• To do: Can you render every one of the lines below as a numbered list, skipping any blank lines?

══ Data provided

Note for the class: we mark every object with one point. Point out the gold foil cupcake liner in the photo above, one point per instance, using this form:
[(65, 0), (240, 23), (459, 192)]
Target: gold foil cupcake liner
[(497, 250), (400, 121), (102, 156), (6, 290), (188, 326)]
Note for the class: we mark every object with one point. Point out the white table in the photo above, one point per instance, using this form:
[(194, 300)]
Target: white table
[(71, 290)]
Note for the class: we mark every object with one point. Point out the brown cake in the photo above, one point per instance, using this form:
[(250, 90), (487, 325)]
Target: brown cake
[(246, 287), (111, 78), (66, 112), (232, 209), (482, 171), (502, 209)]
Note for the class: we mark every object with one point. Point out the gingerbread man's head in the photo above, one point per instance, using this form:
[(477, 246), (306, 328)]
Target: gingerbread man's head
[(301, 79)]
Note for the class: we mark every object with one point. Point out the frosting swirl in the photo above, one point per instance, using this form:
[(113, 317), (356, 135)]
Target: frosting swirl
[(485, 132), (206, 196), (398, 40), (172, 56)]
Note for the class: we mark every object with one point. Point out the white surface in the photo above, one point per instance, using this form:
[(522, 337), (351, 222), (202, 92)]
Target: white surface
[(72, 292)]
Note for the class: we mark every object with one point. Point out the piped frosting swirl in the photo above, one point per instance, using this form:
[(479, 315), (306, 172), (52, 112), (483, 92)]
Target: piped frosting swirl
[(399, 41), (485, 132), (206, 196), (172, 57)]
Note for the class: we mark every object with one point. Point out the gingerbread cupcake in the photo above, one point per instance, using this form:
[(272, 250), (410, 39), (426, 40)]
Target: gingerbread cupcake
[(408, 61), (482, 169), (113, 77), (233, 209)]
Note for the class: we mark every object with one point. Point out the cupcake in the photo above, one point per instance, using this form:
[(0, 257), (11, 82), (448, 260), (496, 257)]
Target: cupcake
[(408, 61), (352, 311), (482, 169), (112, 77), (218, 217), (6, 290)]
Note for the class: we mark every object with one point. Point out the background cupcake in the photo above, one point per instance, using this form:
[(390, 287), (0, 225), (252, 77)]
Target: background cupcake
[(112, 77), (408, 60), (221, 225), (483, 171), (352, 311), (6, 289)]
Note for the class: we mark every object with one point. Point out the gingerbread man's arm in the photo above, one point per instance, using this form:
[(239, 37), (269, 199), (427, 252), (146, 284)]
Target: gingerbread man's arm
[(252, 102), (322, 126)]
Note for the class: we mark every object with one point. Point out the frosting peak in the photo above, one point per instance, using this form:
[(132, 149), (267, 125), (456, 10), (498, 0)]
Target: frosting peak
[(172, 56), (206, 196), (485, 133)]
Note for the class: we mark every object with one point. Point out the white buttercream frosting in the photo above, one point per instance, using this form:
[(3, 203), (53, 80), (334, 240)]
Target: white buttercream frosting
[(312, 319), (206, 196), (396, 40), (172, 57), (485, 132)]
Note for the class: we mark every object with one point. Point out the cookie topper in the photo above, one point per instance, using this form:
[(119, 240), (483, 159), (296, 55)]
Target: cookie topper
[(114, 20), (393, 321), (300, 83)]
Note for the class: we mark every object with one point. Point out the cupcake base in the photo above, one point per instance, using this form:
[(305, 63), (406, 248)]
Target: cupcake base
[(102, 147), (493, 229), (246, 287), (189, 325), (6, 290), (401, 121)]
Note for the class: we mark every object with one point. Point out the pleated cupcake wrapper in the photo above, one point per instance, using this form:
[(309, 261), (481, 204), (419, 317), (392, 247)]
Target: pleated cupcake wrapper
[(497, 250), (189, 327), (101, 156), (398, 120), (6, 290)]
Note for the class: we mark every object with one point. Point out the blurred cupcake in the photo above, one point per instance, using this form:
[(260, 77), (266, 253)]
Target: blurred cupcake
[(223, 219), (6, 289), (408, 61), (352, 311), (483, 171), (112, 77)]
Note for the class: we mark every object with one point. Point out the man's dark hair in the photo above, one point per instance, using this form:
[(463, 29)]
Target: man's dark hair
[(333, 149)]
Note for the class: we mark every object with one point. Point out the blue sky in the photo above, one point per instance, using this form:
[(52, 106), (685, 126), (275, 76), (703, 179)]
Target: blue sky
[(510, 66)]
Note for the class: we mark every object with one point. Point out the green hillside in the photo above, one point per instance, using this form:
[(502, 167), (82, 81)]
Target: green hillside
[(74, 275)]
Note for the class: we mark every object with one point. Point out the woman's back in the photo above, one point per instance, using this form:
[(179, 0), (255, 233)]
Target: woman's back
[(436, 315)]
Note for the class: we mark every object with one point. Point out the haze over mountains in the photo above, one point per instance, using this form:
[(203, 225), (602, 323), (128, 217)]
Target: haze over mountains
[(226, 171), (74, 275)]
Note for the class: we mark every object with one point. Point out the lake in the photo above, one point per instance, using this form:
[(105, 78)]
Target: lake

════

• Exercise result:
1. Note for the class: we mark every object with one point. Point out the gold foil cupcake liner in the photo above, one point per instance, using this form:
2. [(65, 0), (240, 23), (459, 192)]
3. Target: gold foil cupcake liner
4. [(497, 250), (400, 121), (102, 156), (6, 290), (188, 326)]
5. Note for the class: we mark every object with one point. Point out the white table in the photo above, one point per instance, using this form:
6. [(194, 300)]
7. Target: white table
8. [(71, 290)]
9. Note for the class: we mark every object with one point. Point out the brown cake in the photo above, one point per instance, using this form:
10. [(250, 90), (487, 325)]
11. Target: brown cake
12. [(246, 287), (111, 78), (66, 112), (232, 209), (482, 171), (502, 209)]
13. Note for the class: we mark every object with one point. Point out the gingerbread man's head in the photo above, one point per instance, using this form:
14. [(477, 246), (306, 328)]
15. Target: gingerbread man's head
16. [(301, 79)]
17. Note for the class: we mark every object with one point. Point out the frosting swirl in the photo above, one point per instance, using this form:
18. [(113, 317), (356, 135)]
19. Target: frosting swirl
20. [(485, 132), (206, 196), (398, 40), (172, 56)]
21. Note for the class: we mark every object with one point. Point out the white surface in the photo above, one point per instance, using this form:
22. [(522, 337), (351, 222), (202, 92)]
23. Target: white surface
24. [(72, 292)]
25. Note for the class: we mark every object with one point. Point out the piped frosting swirl in the photo above, one point per instance, using this form:
26. [(479, 315), (306, 172), (52, 112), (483, 92)]
27. Target: piped frosting swirl
28. [(399, 41), (485, 132), (206, 196), (172, 57)]
29. Note for the class: we mark every object with one point. Point out the gingerbread cupcake in the photo above, one point per instance, using this form:
30. [(272, 250), (410, 39), (426, 40)]
31. Target: gingerbread cupcake
32. [(408, 61), (482, 169), (113, 77), (233, 209)]
33. Note for the class: we mark every object with one point. Point out the cupcake in the photo above, one point per instance, using this form:
34. [(0, 257), (11, 82), (448, 260), (496, 257)]
35. Target: cupcake
36. [(408, 61), (352, 311), (482, 169), (112, 77), (218, 217), (6, 290)]
37. Note for the class: we mark every object with one point. Point out the background cupcake in the photo above, one point per instance, using this form:
38. [(390, 287), (0, 225), (252, 77)]
39. Target: background cupcake
40. [(112, 77), (408, 60), (221, 225), (483, 171), (352, 311), (6, 289)]
41. Note for the class: we mark every object with one point. Point out the gingerbread man's arm in the photo above, one point per instance, using this form:
42. [(239, 37), (269, 199), (427, 252), (146, 284)]
43. Target: gingerbread man's arm
44. [(252, 102), (322, 126)]
45. Note for the class: we mark every object with one point. Point out the frosting peak in the photo above, one point per instance, using this form:
46. [(132, 149), (267, 125), (456, 10), (498, 0)]
47. Target: frosting peak
48. [(172, 56), (206, 196), (485, 133)]
49. Note for the class: we mark every object with one point. Point out the white buttercream frosting in the photo above, one point per instance, using this form:
50. [(3, 203), (53, 80), (334, 240)]
51. Target: white buttercream frosting
52. [(312, 319), (206, 196), (396, 40), (172, 57), (485, 132)]
53. Note for the class: we mark every object with one point. Point out the cookie topper in the photo above, one point per instance, using this form:
54. [(119, 240), (483, 159), (296, 55)]
55. Target: cookie topper
56. [(114, 20), (393, 321), (300, 83)]
57. Note for the class: we mark every object with one point. Point out the cupcake base in the photo above, one point per instance, using this form:
58. [(305, 63), (406, 248)]
59. Target: cupcake base
60. [(102, 147), (493, 229), (246, 287), (189, 325), (6, 290), (401, 121)]
61. Note for the class: we mark every object with one point. Point out the pleated cupcake wrapper in the photo above, one point per instance, using this form:
62. [(309, 261), (481, 204), (419, 317), (392, 247)]
63. Target: pleated cupcake wrapper
64. [(497, 250), (189, 327), (101, 156), (398, 120), (6, 290)]
65. Note for the class: we mark every object with one point. Point out the blurred cupcake in the photo above, one point per instance, using this form:
66. [(260, 77), (266, 253)]
67. Target: blurred cupcake
68. [(223, 219), (6, 289), (408, 61), (352, 311), (483, 171), (112, 77)]
69. Note for the class: we mark every object with one point. Point out the man's dark hair in the photo above, one point per instance, using this form:
70. [(463, 29)]
71. Target: man's dark hair
72. [(333, 149)]
73. Note for the class: we mark every object with one point. Point out the blue sky in the photo above, one point per instance, using this form:
74. [(52, 106), (685, 126), (275, 76), (703, 179)]
75. Target: blue sky
76. [(510, 66)]
77. Note for the class: we mark every object with one point. Point out the green hillside in the photo above, one point per instance, using this form:
78. [(502, 167), (82, 81)]
79. Target: green hillside
80. [(74, 275)]
81. Note for the class: we mark every object with one point. Point out the woman's back in the photo above, one point per instance, using this form:
82. [(179, 0), (255, 233)]
83. Target: woman's back
84. [(436, 315)]
85. Note for the class: we mark every object with one point. Point out the haze over mountains in the photo above, one point per instance, using this form:
86. [(203, 225), (602, 323), (128, 217)]
87. Target: haze over mountains
88. [(226, 171), (74, 275)]
89. Note for the class: we mark every object with one point. Point out the lake in the photo above, one point per instance, using this form:
90. [(105, 78)]
91. Target: lake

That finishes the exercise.